# DOCUMENT SOURCE
.....

Si, par définition, la loi confère à la police le recours à la contrainte et à la force, le jugement rappelle que la notion de "conformité" ne suffit pas (toujours) à l’évaluation de situations dans lesquelles la contrainte ou la force auraient été exercées. Il est bien sûr nécessaire d’agir en conformité avec le cadre légal mais il importe que les actes soient également assortis de la notion de "discernement". Cette notion se trouve notamment inscrite dans le code de déontologie policière. Elle sert à mettre en perspective les actes (ou paroles) en fonction des circonstances, du temps imparti mais également des "conséquences possibles" de ces actes (ou paroles) et in fine d’adopter la réaction la plus adaptée, la plus congruente.
La juge rappelle donc que les interventions policières doivent faire l’objet d’une "analyse adéquate" et d’une "réaction adaptée" dans des "situations propices à l’escalade et à l’incompréhension mutuelle" (circulaire OOP41). Elle reconnaît donc ici l’impact de la poursuite en tant que telle sur le comportement des personnes poursuivies. Il ne s’agit donc plus d’un acte abstrait (une interpellation dans l'éther de l’idéologie sans contexte ni rapports de force situés), ni d’une demande d’obtempérer sans sol institutionnel, racial et géo-social mais d’une poursuite avec des moyens violents et contraignants qui génère en elle-même, en tant qu'opération de chasse policière et donc de profilage, une "escalade". Ce qui d’habitude est exclus du champ des percepts judiciaires, par la pratique d'invisibilisation policière (constitution d’un périmètre d’opacité, interdiction de filmer, menaces d’arrestation, "circulez, il n’y rien à voir", arrestations arbitraires, pressions sur les témoins oculaires, diffamations, etc.), c’est-à-dire les actes qui vont produire la "fuite" ou la "rébellion" (insultes, menaces, coups, provocations, humiliation, profanation, accélérations/décélération brutale, prise en tenaille, etc.) est ainsi réintégré par la juge en tant éléments constitutifs de la responsabilité à charge des policiers engagés dans ces actions.

.....

# LIGNES DE DONNÉES
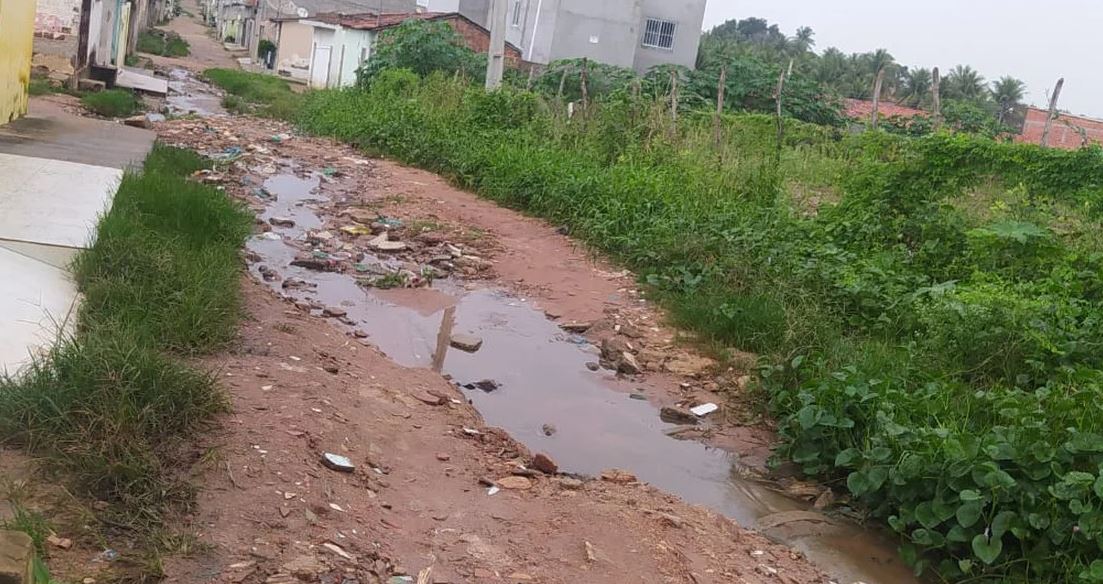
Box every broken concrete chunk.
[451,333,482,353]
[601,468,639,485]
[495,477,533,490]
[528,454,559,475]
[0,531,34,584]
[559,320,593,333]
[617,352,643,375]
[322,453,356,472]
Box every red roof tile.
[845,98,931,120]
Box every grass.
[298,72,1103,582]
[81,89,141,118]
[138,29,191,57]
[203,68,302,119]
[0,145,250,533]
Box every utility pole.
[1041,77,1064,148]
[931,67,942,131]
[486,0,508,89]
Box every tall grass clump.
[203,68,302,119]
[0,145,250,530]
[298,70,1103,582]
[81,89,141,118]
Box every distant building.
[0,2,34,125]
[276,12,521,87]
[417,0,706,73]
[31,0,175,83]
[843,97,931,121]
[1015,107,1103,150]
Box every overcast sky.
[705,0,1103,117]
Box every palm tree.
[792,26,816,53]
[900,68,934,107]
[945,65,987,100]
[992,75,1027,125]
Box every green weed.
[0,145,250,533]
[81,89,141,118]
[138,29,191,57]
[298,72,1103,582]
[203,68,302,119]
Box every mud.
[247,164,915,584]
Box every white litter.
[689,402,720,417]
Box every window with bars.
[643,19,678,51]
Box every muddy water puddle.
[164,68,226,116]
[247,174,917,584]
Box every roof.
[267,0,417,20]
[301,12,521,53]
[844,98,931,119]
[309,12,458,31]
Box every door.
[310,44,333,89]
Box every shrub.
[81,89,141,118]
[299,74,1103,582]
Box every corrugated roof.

.....

# TÂCHE COURTE 1
Recopiez intégralement le document source.
# TÂCHE COURTE 2
Veuillez convertir les lignes de données en liste numérotée, en partant de la ligne qui contient « Box every distant building. » et en terminant après celle qui contient « [643,19,678,51] ». Laissez de côté les lignes vides.

# RÉPONSE COMPLÈTE 1
Si, par définition, la loi confère à la police le recours à la contrainte et à la force, le jugement rappelle que la notion de "conformité" ne suffit pas (toujours) à l’évaluation de situations dans lesquelles la contrainte ou la force auraient été exercées. Il est bien sûr nécessaire d’agir en conformité avec le cadre légal mais il importe que les actes soient également assortis de la notion de "discernement". Cette notion se trouve notamment inscrite dans le code de déontologie policière. Elle sert à mettre en perspective les actes (ou paroles) en fonction des circonstances, du temps imparti mais également des "conséquences possibles" de ces actes (ou paroles) et in fine d’adopter la réaction la plus adaptée, la plus congruente.
La juge rappelle donc que les interventions policières doivent faire l’objet d’une "analyse adéquate" et d’une "réaction adaptée" dans des "situations propices à l’escalade et à l’incompréhension mutuelle" (circulaire OOP41). Elle reconnaît donc ici l’impact de la poursuite en tant que telle sur le comportement des personnes poursuivies. Il ne s’agit donc plus d’un acte abstrait (une interpellation dans l'éther de l’idéologie sans contexte ni rapports de force situés), ni d’une demande d’obtempérer sans sol institutionnel, racial et géo-social mais d’une poursuite avec des moyens violents et contraignants qui génère en elle-même, en tant qu'opération de chasse policière et donc de profilage, une "escalade". Ce qui d’habitude est exclus du champ des percepts judiciaires, par la pratique d'invisibilisation policière (constitution d’un périmètre d’opacité, interdiction de filmer, menaces d’arrestation, "circulez, il n’y rien à voir", arrestations arbitraires, pressions sur les témoins oculaires, diffamations, etc.), c’est-à-dire les actes qui vont produire la "fuite" ou la "rébellion" (insultes, menaces, coups, provocations, humiliation, profanation, accélérations/décélération brutale, prise en tenaille, etc.) est ainsi réintégré par la juge en tant éléments constitutifs de la responsabilité à charge des policiers engagés dans ces actions.

# RÉPONSE COMPLÈTE 2
1. Box every distant building.
2. [0,2,34,125]
3. [276,12,521,87]
4. [417,0,706,73]
5. [31,0,175,83]
6. [843,97,931,121]
7. [1015,107,1103,150]
8. Box every overcast sky.
9. [705,0,1103,117]
10. Box every palm tree.
11. [792,26,816,53]
12. [900,68,934,107]
13. [945,65,987,100]
14. [992,75,1027,125]
15. Box every green weed.
16. [0,145,250,533]
17. [81,89,141,118]
18. [138,29,191,57]
19. [298,72,1103,582]
20. [203,68,302,119]
21. Box every mud.
22. [247,164,915,584]
23. Box every white litter.
24. [689,402,720,417]
25. Box every window with bars.
26. [643,19,678,51]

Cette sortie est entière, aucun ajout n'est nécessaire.